# Study questions:
1. Copy word for word the part of the article on anticoagulants for atrial fibrillation that opens with the words containing "More than 37.5" and closes with "far fewer interactions.".
2. According to the article on anticoagulants for atrial fibrillation, how many people are affected by AF?
3. Extend the article on anticoagulants for atrial fibrillation beyond its last sentence.

# Extract:
- Opening Delimiter -

In an paper published in the Journal, Global Heart, Dr Mariachiara Di Cesare, a Senior Lecturer in Public Health, describes how non-vitamin K antagonist oral anticoagulants (NOACs) could be a cheaper and safer treatment for people who have atrial fibrillation (AF) and are therefore at high risk.
AF, which causes irregular and often abnormal heart rate, is linked with a higher risk of hospital admissions and premature death.
More than 37.5 million people are affected by AF with 58% suffering from it aged 70 and over.
These figures are set to increase with individuals in low and middle income families less likely to receive anti-coagulation treatment given the need for regular monitoring and the burden this presents on struggling health services.
Unlike other stroke prevention drug such as Vitamin K Antagonist (VKAs), NOACs do not require routine testing and have far fewer interactions.
They are safe, effective and cheaper to provide according to Dr Di Cesare.
“Once a drug gets onto this list health services in different countries need to make every effort to provide it to their citizens. In poorer countries the WHO would work with the governments and local stakeholders to ensure patients could access it. It’s a great achievement and more importantly represents a major step forward in reducing the burden of cardiovascular illness and death.” Dr Mariachiara Di Cesare, Middlesex University
As part of the World Heart Federation Emerging Leaders programme, Dr Di Cesare and her team provided evidence to World Health Organisation (WHO) about the efficacy and cost-effectiveness of using NOACs to prevent strokes in high risk patients.
The aim was to support with evidence the World Health Organisation WHO for the inclusion of the drug on its Model List of Essential Medicines.
Inclusion on this list cannot be underestimated says Di Cesare.
She said: “Once a drug gets onto this list health services in different countries need to make every effort to provide it to their citizens. In poorer countries the WHO would work with the governments and local stakeholders to ensure patients could access it. It’s a great achievement and more importantly represents a major step forward in reducing the burden of cardiovascular illness and death.”

- Closing Delimiter -

[Stored items]
- Opening Delimiter -

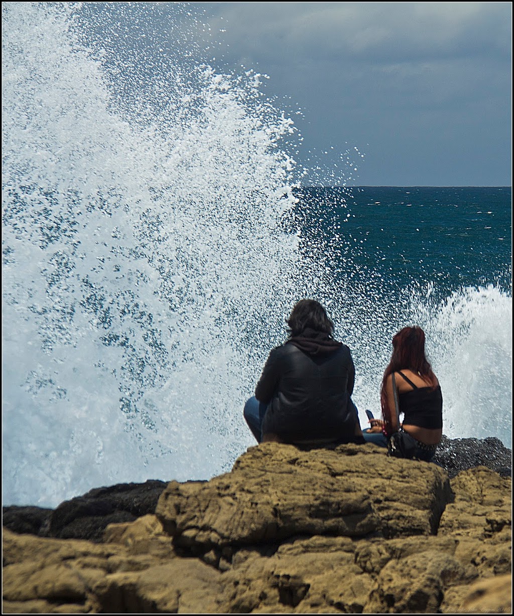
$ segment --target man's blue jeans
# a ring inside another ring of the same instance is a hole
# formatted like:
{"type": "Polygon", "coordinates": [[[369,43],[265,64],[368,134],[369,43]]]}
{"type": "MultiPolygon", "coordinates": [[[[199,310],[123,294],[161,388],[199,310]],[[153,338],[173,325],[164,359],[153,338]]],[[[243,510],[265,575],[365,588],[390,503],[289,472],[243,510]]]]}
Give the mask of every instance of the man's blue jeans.
{"type": "Polygon", "coordinates": [[[387,447],[387,439],[383,432],[368,432],[369,428],[364,428],[362,430],[362,436],[367,443],[373,443],[373,445],[378,445],[381,447],[387,447]]]}
{"type": "Polygon", "coordinates": [[[247,400],[243,410],[243,416],[251,430],[252,434],[257,439],[258,443],[260,443],[263,439],[263,419],[264,418],[267,408],[267,404],[259,402],[254,395],[247,400]]]}

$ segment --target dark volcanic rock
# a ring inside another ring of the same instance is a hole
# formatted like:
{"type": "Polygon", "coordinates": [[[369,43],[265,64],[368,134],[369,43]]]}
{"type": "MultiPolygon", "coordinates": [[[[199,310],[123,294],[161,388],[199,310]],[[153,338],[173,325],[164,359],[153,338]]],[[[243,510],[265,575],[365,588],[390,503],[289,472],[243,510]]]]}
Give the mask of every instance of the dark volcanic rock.
{"type": "Polygon", "coordinates": [[[108,524],[133,522],[153,513],[166,482],[118,484],[95,488],[55,509],[12,505],[2,508],[2,525],[15,533],[99,543],[108,524]]]}
{"type": "MultiPolygon", "coordinates": [[[[461,471],[486,466],[502,477],[512,476],[512,452],[498,439],[449,439],[443,436],[434,461],[451,479],[461,471]]],[[[62,503],[57,509],[2,508],[2,525],[18,533],[43,537],[102,541],[108,524],[128,522],[153,514],[167,482],[118,484],[96,488],[62,503]]]]}
{"type": "Polygon", "coordinates": [[[450,479],[475,466],[487,466],[502,477],[512,476],[512,452],[494,437],[449,439],[443,435],[433,461],[446,469],[450,479]]]}
{"type": "Polygon", "coordinates": [[[2,525],[15,533],[38,535],[53,509],[42,507],[18,507],[11,505],[2,508],[2,525]]]}

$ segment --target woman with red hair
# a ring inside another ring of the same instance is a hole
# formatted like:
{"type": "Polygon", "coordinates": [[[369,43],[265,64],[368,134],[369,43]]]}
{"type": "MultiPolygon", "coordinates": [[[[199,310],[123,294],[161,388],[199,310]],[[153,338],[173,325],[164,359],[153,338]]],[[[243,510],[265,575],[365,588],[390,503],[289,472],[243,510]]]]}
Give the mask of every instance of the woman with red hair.
{"type": "MultiPolygon", "coordinates": [[[[391,435],[407,432],[414,450],[412,457],[429,462],[434,456],[443,435],[443,395],[437,377],[425,354],[425,332],[420,327],[404,327],[393,338],[393,354],[384,372],[380,387],[382,421],[372,419],[369,438],[377,442],[381,431],[382,444],[391,435]],[[394,378],[393,378],[394,377],[394,378]],[[398,410],[403,414],[399,425],[394,402],[396,386],[398,410]]],[[[396,455],[398,455],[396,453],[396,455]]]]}

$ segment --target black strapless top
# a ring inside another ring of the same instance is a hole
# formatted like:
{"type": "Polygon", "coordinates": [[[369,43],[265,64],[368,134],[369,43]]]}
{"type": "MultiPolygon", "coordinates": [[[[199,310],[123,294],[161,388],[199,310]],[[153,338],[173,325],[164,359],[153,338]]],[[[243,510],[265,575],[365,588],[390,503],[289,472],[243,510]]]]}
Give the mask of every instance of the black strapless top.
{"type": "Polygon", "coordinates": [[[403,423],[430,430],[443,428],[443,394],[441,387],[418,387],[405,375],[399,373],[415,389],[398,395],[400,413],[404,413],[403,423]]]}

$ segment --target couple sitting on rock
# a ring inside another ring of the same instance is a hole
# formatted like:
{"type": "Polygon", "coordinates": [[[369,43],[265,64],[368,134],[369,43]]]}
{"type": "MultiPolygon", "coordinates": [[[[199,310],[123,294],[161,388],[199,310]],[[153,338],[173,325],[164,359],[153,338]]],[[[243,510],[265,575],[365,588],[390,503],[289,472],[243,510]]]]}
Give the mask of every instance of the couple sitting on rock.
{"type": "Polygon", "coordinates": [[[351,354],[333,339],[325,309],[302,299],[287,324],[288,339],[270,352],[255,395],[245,405],[258,442],[326,447],[367,442],[398,457],[432,459],[443,434],[443,398],[421,328],[405,327],[393,338],[380,389],[382,419],[370,419],[370,428],[362,431],[351,399],[351,354]]]}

- Closing Delimiter -

# Answers to the exercises:
1.
More than 37.5 million people are affected by AF with 58% suffering from it aged 70 and over.
These figures are set to increase with individuals in low and middle income families less likely to receive anti-coagulation treatment given the need for regular monitoring and the burden this presents on struggling health services.
Unlike other stroke prevention drug such as Vitamin K Antagonist (VKAs), NOACs do not require routine testing and have far fewer interactions.

2. More than 37.5 million people.

3.
An initial barrier to using NOACs could be the cost.
Although it is deemed cost-effective, all four NOACs medicines - dabigatran, rivaroxaban, apixaban and edoxaban - remain patent protected in several countries and their cost can vary widely.
For example, dabigatran costs USD$65 (£49) per patient per month in the UK and USD$222 (£169) in China.
However these costs need to be set against the costs of monitoring required with VKA treatment and health care systems costs.
Against this backdrop, NOACs are expected to have a lower cost over time and in 2020 the NOAC brand dabigatran loses its patents so a much cheap generic could be produced.
Di Cesare concludes: “Bringing NOACs within reach of those who need it the most, especially in low- and middle-income countries, is the next frontier in ensuring access to anticoagulation therapy, successfully managing heart disease and lowering the risk of stroke.
“We have successfully completed the first step. Further work is now need on several fronts including requiring governments to include NOACs in their national essential medicines list as well as ensuring their provision in health facilities and pharmacies to promote patient access.”